> **WORK ORDER 1**
According to the Rock Crystal piece below, what led Anna Wood to read the book in the first place, and why does she now re-read it?
> **WORK ORDER 2**
Answer these from the Rock Crystal piece below.
(a) What is the name of the home village the story tours?
(b) Who made the 1945 English translation?
(c) In what year was the book first published in German, and under what title?

> **EXTRACTED TEXT**

┄┄┄┄┄┄┄┄┄┄┄┄┄┄┄┄┄┄┄┄

Rock Crystal by Adalbert Stifter

Chosen by Anna Wood
 
I first read Rock Crystal, by 19th-century Bohemian writer Adalbert Stifter, a few years ago after I learned it was an influence on Thomas Mann. Now I re-read it for pleasure and also to try to work out how he does it. (I still don’t know how he does it.) In my edition, the whole first page is a tender clear-eyed appreciation of midwinter festivals and steady community, lovely long sentences of snow-crusted boughs and low winter sun, a bit like Proust if he was more robust and cheerier (in the author picture of Stifter he looks a bit like Les Dawson). Then a neighbourly, very slightly gossipy tour of our home village, Gschaid, and surrounding ice, pines, paths, meadows and glaciers turns into a deeply felt adventure for a young brother and sister visiting their doting grandma in the next valley. And, it is Christmas Eve – Holy Night. The simple-as-snow plot emerges almost without you noticing, like a train setting off very very gently while you’re busy in a daydream. All this in an extremely beautiful 1945 translation by Elizabeth Mayer and Marianne Moore which, to drop another beloved name, is like having WG Sebald telling you a bedtime story. And when it ends, it echoes and the echo does not stop. 
 
(Now, if it’s not too crass and with zero vested interest, I’d like to point out that Pushkin Press have a gorgeous standalone edition for ten quid which has ‘perfect little Christmas present’ written all over it.)
 
First published in German as Bergkristall in 1845. First published in English by Lee M. Hollander in 1914. The translation by Elizabeth Mayer and Marianne Moore is available from Pushkin Press, 2001, and NYRB Classics, 2008. Anna Wood is author of the short story collection Yes Yes More More, Indigo Press, 2021.

┄┄┄┄┄┄┄┄┄┄┄┄┄┄┄┄┄┄┄┄

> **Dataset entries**
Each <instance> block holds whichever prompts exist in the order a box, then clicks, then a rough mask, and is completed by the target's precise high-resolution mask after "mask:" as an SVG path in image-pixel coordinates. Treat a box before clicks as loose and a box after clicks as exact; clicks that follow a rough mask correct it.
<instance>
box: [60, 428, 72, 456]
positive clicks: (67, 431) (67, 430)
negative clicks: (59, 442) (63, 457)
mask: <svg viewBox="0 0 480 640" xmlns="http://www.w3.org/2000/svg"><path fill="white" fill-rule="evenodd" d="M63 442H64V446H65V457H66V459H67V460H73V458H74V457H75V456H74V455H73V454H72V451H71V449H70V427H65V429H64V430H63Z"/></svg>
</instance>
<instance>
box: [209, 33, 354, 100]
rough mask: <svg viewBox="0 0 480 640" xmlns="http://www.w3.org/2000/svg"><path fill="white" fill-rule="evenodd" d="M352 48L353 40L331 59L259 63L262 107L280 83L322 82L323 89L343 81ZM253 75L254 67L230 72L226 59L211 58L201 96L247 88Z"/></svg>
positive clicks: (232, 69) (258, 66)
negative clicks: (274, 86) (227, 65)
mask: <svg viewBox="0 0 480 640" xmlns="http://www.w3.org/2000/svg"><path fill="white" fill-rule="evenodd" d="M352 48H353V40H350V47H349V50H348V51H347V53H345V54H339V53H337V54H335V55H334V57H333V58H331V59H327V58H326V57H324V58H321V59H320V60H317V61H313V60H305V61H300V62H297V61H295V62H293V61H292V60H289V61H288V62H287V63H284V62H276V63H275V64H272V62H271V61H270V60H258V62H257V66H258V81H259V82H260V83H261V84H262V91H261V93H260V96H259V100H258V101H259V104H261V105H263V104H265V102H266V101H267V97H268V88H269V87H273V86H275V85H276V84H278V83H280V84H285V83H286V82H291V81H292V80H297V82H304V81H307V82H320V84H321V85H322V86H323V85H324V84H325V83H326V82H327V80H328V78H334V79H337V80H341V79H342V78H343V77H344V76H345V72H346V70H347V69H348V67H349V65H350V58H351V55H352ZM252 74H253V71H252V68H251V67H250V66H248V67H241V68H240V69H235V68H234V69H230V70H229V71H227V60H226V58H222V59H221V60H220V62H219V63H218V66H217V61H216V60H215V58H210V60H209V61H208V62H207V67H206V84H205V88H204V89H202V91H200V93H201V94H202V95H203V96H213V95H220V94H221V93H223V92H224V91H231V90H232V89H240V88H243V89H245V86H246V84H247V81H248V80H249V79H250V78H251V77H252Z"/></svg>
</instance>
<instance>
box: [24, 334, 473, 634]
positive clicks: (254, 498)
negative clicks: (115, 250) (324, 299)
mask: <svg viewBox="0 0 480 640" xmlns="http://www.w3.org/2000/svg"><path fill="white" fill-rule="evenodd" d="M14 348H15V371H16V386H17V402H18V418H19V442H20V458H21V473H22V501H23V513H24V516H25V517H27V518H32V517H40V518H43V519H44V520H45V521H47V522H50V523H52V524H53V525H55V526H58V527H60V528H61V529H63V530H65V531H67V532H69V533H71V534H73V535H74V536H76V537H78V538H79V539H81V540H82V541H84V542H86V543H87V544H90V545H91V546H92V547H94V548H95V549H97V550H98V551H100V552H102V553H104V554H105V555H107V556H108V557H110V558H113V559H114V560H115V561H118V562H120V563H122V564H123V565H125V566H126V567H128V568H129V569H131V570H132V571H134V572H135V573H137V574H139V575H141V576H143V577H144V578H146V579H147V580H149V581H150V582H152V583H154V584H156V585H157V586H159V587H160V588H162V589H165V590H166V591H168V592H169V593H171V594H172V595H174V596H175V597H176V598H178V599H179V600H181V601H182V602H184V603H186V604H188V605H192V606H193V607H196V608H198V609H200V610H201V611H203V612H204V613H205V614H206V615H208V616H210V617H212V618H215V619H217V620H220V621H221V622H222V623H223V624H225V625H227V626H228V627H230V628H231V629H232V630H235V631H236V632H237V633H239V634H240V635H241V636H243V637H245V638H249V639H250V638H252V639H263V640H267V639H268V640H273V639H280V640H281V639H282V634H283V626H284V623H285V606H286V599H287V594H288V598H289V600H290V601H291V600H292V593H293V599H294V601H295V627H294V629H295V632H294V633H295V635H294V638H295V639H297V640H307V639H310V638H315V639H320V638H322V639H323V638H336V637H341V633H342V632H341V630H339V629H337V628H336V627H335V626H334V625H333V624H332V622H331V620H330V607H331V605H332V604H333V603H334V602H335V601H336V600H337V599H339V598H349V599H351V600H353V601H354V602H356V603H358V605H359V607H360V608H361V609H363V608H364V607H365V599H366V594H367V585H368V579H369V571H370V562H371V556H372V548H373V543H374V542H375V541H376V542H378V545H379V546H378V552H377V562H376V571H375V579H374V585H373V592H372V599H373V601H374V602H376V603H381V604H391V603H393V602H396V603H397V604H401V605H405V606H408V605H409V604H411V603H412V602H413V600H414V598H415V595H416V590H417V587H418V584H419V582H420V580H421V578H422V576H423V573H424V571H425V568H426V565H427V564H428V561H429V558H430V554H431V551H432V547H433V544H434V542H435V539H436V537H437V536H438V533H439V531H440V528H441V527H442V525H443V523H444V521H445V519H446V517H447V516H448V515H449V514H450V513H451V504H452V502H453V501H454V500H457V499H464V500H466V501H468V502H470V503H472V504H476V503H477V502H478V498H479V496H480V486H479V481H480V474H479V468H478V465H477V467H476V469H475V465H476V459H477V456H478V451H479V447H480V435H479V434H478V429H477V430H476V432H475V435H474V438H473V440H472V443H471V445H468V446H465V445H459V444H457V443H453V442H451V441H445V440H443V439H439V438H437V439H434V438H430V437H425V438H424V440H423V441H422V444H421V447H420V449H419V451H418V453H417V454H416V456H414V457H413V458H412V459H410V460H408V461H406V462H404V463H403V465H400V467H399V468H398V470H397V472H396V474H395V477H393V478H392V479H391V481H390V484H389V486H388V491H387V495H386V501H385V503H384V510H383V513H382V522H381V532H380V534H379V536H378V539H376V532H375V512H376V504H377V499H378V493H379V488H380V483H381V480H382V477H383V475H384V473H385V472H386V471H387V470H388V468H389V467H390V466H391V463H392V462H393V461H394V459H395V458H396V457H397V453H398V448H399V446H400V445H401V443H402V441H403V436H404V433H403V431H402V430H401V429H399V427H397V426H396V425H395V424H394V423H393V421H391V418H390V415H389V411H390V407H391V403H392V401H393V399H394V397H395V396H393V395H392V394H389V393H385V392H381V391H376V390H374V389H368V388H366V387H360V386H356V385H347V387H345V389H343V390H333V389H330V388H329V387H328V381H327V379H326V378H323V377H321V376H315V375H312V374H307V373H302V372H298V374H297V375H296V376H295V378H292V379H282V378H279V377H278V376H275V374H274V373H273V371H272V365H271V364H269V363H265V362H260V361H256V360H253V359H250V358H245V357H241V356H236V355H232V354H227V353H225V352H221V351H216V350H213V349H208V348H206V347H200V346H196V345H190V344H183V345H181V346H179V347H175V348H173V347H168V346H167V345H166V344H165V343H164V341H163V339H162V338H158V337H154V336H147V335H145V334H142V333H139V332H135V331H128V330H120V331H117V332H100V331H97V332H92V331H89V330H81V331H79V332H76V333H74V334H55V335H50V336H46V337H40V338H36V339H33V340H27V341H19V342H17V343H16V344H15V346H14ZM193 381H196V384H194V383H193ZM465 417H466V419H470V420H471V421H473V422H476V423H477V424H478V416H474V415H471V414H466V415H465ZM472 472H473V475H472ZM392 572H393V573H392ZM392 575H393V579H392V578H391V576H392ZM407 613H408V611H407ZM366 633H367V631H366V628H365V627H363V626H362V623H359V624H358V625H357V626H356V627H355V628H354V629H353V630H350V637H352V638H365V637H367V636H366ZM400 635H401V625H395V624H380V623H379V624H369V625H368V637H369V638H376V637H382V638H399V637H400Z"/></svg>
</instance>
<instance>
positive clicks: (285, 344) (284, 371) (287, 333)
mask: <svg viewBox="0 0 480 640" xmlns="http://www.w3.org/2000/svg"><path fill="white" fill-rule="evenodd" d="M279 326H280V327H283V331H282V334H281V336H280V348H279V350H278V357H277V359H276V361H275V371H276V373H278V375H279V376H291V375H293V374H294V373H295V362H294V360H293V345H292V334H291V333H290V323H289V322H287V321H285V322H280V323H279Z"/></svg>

┄┄┄┄┄┄┄┄┄┄┄┄┄┄┄┄┄┄┄┄

> **FINAL ANSWER 1**
She first read it a few years ago after learning it was an influence on Thomas Mann. She now re-reads it for pleasure and to try to work out how Stifter does it.

> **FINAL ANSWER 2**
(a) Gschaid.
(b) Elizabeth Mayer and Marianne Moore.
(c) 1845, as Bergkristall.